▼

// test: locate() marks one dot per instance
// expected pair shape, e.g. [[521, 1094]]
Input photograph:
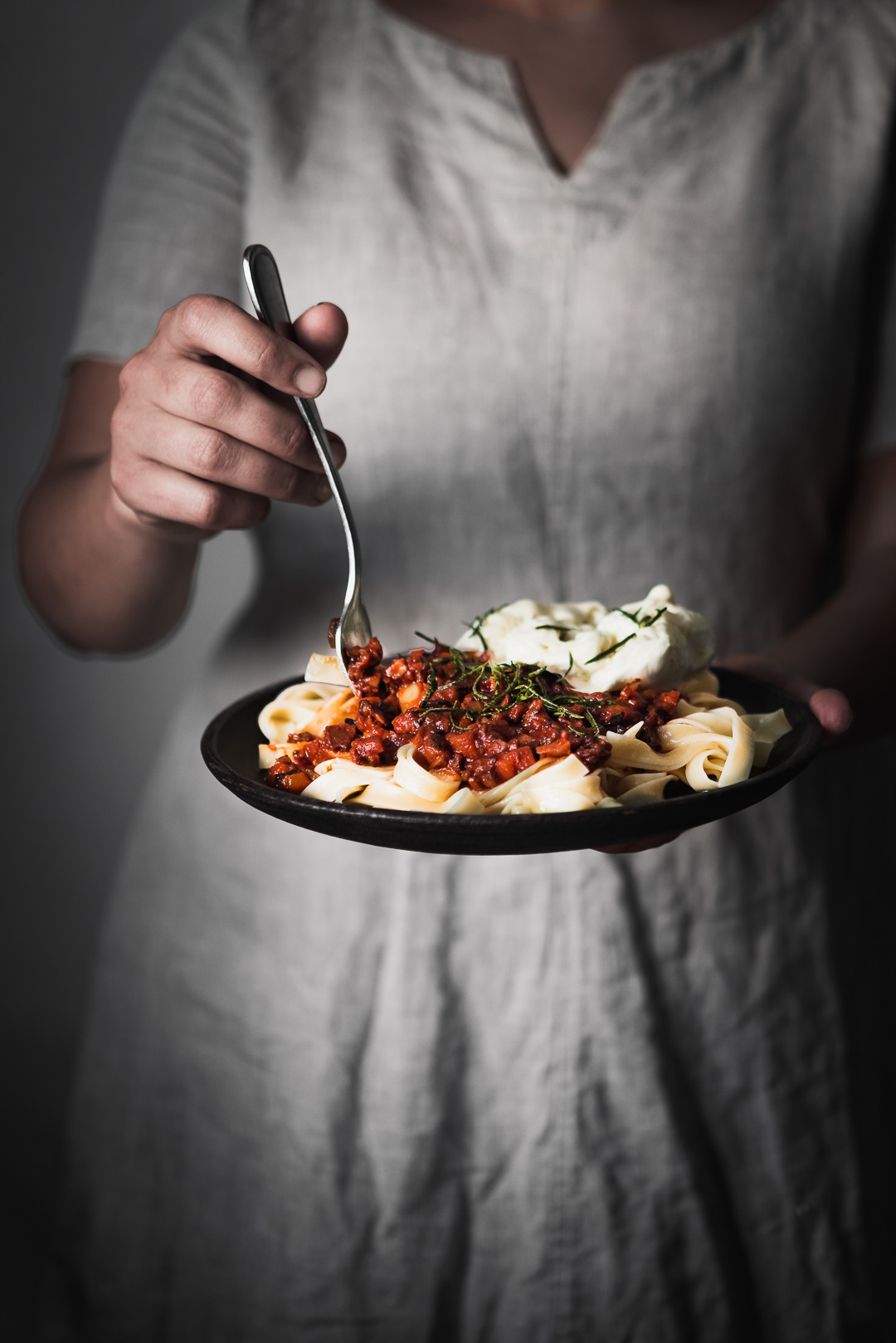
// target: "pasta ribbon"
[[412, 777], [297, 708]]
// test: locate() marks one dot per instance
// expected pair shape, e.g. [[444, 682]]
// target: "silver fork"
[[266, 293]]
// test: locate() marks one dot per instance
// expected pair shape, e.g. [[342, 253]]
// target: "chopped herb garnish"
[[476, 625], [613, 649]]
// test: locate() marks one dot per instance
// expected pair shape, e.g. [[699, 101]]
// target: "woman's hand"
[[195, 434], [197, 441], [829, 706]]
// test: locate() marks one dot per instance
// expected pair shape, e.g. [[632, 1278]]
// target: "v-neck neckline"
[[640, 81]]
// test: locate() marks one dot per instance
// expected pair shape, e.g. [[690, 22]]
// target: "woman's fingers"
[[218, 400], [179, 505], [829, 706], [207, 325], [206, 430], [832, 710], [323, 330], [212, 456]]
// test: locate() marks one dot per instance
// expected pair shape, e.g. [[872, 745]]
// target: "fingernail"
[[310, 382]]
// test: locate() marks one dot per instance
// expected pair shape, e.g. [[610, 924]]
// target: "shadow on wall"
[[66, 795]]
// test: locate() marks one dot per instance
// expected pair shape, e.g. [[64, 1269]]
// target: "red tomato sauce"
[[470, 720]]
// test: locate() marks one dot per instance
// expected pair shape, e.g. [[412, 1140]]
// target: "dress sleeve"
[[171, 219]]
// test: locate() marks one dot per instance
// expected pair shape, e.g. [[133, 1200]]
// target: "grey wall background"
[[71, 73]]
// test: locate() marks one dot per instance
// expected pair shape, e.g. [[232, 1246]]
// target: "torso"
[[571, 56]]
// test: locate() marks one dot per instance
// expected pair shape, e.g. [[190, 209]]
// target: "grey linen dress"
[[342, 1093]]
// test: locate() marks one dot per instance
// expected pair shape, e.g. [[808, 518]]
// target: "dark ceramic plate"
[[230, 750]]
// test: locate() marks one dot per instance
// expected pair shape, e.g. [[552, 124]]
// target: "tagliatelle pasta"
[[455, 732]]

▲

WORK REQUIRED:
Rewrite the stretch of the listing from its start through the line containing "[[195, 434], [197, 441], [829, 706]]", including the requests and nothing beyond that line, and leave the pictures out. Multiply every point coordinate in the answers by 0.7 and round to whole numbers, halves up, but keep the request lines and their format samples as they are.

EXERCISE SOLUTION:
// test: locate() marks one dot per instance
// expected pair shape, e.g. [[521, 1094]]
Input photograph:
// target: "pasta ribbon"
[[288, 544], [208, 496]]
// test: locate() marks one dot per instance
// expected pair shape, e.g. [[444, 682]]
// target: "silver fork"
[[186, 205]]
// test: locate() marks one dot per instance
// expected pair shape, e.g. [[342, 253]]
// target: "chopped herb garnish"
[[333, 438], [429, 454]]
// test: locate() marks one dot per instance
// expected pair shape, e.g. [[699, 101]]
// target: "woman's hand"
[[137, 304], [138, 309], [580, 494]]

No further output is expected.